> _TO-DO LIST_:
A. Decide whether each statement below agrees with the passage on the authority of Scripture, answering yes or no and quoting the passage's deciding words: (i) the passage cites the Roman Catholic catechism of 1997; (ii) the passage holds that the papacy can authenticate Scripture; (iii) the passage draws on Ephesians 2:20 to show that the Word's authority came before the church.
B. Carry on the passage on the authority of Scripture, picking up after its final sentence.

--- START OF SOURCE EXCERPT ---

So when the Roman Catholic catechism of 1997 (π 154) teaches, “Trusting in God and cleaving to the truths he has revealed is contrary neither to human freedom nor to human reason” I can only shake my head. It contradicts both depraved bondage and a mind that suppresses truth like a boot suppresses an empty pop can.

The big question of the day is this: For the sinner to give the Word of God the full weight of her reverence and obedience, God must first burn these convictions supernaturally into her heart. For the Word of God to truly impact our lives, God must abduct us! He must convince us of the authenticity of His Word. He must convince us that His words are “sweeter than honey to my mouth” (Ps. 119:103). We must be given “the mind of Christ” (1 Cor. 2:16).

Once again, it goes back to the sovereign intervention of God. He alone can cause His elect to submit to the full authority of the Word by convincing them of the authenticity of the Word. This is exactly what God does.

The church and religious authority are insufficient (1.7.1-3)

The church does not have the authority to authenticate the Word. In Calvin’s day (and to our day), Roman Catholicism believed the authority of Scripture was authenticated via the authority of the papacy. This is impossible. According to Ephesians 2:20 the Word of God’s authority and authenticity preceded the church! No church ruler, pope, cardinal or pastors can authenticate the Word because the Word preceded the church.

--- END OF SOURCE EXCERPT ---
--- START OF DATASET EXCERPT ---

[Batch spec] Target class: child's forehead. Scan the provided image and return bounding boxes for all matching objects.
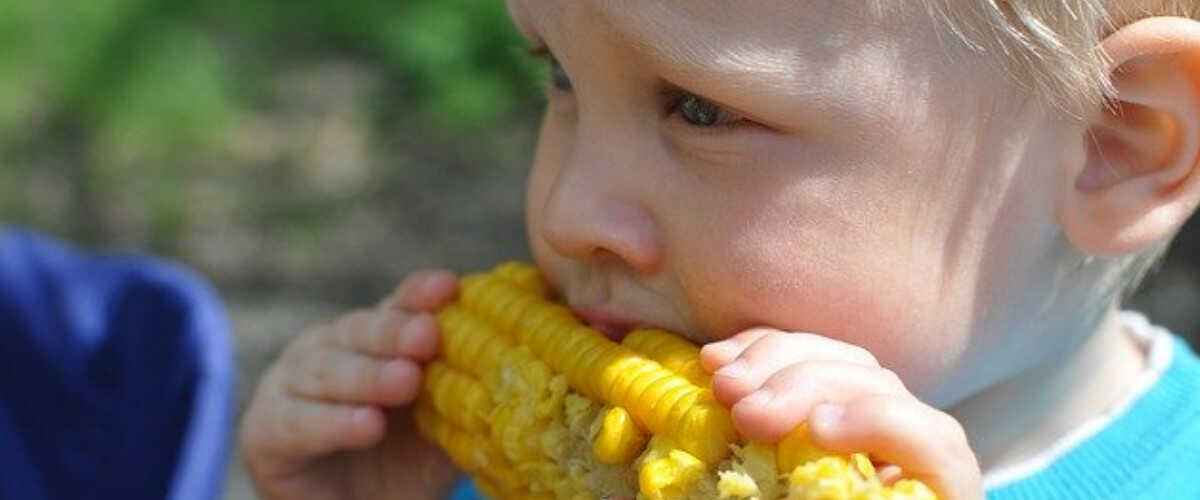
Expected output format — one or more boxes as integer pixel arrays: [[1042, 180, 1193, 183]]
[[508, 0, 913, 78], [508, 0, 914, 49]]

--- END OF DATASET EXCERPT ---

> _SOLVED PROBLEMS_:
A.
(i) Yes: "the Roman Catholic catechism of 1997 (π 154)"
(ii) No: "No church ruler, pope, cardinal or pastors can authenticate the Word because the Word preceded the church."
(iii) Yes: "According to Ephesians 2:20 the Word of God’s authority and authenticity preceded the church!"

B.
In fact, no human authority can authenticate the Word. Calvin writes, “what will happen to the miserable conscience seeking firm assurance of the eternal life if all promises of it consist in and depend solely upon the judgment of men?” (75). It is absurd to think that the authenticity of Scripture rests upon council or decree.

Here’s the punch line: “Scripture exhibits fully as clear evidence of its own truth as white and black things do of their color, or sweet and bitter things do of their taste” (76). Scripture is self-authenticated!

Where “divine majesty lives and breathes” (1.7.4-5)

No sinner gives their life to the biblical God and the doctrines and truths contained in the Word until they are “persuaded beyond doubt that God is its Author” (78). And later, “For even if it wins reverence for itself by its own majesty, it seriously affects us only when it is sealed upon our hearts through the Spirit” (80). In other words, you can take the “Bible as Literature” course in college and be amazed at the literary styles and structure of the Bible and yet never be changed by the eternal truths contained within. God must sovereignly burn the authenticity of the Word into our hearts. He must authenticate in our own rebellious hearts that God is the Author. He must give us spiritual eyes and tongues to see and taste that God’s Word is what it claims.

Calvin references Isaiah 43:10: “’You are my witnesses,’ declares the LORD, ‘and my servant whom I have chosen, that you may know and believe me and understand that I am He.’”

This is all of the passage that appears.